= DIRECTIVE =
Please pick out and copy every line in the entries below that contains the string "grass". Treat uppercase and lowercase as different.

= Saved entries =

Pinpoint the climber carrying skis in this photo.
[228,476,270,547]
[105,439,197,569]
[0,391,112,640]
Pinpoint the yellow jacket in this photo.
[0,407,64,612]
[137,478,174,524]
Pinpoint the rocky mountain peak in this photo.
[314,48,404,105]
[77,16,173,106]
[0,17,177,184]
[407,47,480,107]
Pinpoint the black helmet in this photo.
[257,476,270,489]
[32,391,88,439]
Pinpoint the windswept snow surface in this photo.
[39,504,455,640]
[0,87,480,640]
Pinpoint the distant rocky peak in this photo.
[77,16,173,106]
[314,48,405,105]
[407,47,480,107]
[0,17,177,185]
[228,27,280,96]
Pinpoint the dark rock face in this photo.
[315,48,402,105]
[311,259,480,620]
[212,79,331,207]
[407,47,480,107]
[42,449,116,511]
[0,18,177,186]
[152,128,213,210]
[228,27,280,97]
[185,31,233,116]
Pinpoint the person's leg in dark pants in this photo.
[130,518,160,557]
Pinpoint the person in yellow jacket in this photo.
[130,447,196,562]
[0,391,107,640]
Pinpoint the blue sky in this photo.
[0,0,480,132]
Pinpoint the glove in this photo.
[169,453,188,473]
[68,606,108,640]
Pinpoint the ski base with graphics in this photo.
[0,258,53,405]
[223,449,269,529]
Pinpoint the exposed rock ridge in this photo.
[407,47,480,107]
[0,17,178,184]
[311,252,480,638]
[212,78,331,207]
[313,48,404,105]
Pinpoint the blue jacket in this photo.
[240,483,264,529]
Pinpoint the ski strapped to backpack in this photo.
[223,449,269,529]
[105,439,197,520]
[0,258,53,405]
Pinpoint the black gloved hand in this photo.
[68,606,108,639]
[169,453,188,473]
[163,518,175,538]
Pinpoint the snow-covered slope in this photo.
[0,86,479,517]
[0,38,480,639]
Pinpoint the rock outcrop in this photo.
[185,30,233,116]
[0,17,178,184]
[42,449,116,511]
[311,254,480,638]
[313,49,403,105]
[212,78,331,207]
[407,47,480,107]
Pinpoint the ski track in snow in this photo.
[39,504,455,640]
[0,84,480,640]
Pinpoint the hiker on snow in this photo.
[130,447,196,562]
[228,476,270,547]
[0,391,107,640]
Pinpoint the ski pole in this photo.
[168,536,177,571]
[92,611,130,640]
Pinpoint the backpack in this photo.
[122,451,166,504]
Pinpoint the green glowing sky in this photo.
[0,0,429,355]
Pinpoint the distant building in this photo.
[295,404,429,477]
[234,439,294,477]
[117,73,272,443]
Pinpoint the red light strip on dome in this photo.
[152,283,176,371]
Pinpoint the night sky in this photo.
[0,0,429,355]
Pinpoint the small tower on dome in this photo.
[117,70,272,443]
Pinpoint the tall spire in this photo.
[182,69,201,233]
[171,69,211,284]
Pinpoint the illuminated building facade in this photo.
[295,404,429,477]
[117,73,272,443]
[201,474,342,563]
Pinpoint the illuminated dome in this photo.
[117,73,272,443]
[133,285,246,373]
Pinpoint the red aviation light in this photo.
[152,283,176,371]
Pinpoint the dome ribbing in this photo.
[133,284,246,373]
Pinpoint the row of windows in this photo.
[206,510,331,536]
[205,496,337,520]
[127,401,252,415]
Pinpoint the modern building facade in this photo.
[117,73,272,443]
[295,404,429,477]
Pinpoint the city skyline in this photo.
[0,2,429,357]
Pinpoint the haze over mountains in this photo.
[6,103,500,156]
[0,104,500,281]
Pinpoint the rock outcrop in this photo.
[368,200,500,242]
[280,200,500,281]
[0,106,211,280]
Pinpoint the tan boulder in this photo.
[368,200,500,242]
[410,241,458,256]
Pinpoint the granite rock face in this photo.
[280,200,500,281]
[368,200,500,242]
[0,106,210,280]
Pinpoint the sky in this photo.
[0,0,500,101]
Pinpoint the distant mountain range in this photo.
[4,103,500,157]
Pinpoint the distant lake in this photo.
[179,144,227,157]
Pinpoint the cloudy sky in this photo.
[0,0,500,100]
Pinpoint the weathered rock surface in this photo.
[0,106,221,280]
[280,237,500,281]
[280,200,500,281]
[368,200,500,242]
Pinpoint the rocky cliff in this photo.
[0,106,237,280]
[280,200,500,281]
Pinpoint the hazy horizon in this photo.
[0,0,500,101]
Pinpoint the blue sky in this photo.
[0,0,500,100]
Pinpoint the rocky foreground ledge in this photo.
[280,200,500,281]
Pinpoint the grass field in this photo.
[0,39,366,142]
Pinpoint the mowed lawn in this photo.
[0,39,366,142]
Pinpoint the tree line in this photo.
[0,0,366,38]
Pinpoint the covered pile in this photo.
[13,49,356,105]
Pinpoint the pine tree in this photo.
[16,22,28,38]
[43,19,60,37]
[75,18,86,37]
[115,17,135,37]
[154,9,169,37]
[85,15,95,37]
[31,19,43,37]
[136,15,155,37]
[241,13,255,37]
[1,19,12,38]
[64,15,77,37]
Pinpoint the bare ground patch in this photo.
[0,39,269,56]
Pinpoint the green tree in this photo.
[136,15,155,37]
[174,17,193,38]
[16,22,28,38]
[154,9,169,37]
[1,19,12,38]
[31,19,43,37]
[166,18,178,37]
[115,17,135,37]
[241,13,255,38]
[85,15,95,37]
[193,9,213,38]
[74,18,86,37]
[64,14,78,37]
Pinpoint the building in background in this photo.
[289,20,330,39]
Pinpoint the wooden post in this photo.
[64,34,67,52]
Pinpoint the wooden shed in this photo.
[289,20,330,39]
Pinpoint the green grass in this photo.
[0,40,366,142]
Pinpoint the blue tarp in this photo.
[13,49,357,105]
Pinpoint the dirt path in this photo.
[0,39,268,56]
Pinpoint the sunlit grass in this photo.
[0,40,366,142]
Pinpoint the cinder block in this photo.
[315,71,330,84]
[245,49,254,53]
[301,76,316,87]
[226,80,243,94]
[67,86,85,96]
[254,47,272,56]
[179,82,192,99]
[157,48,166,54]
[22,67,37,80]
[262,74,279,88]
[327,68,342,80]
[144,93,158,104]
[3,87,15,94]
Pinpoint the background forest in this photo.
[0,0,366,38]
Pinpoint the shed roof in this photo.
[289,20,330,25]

= OUTPUT FOR THIS TASK =
Pinpoint the grass field in this photo.
Pinpoint the green grass in this photo.
Pinpoint the sunlit grass in this photo.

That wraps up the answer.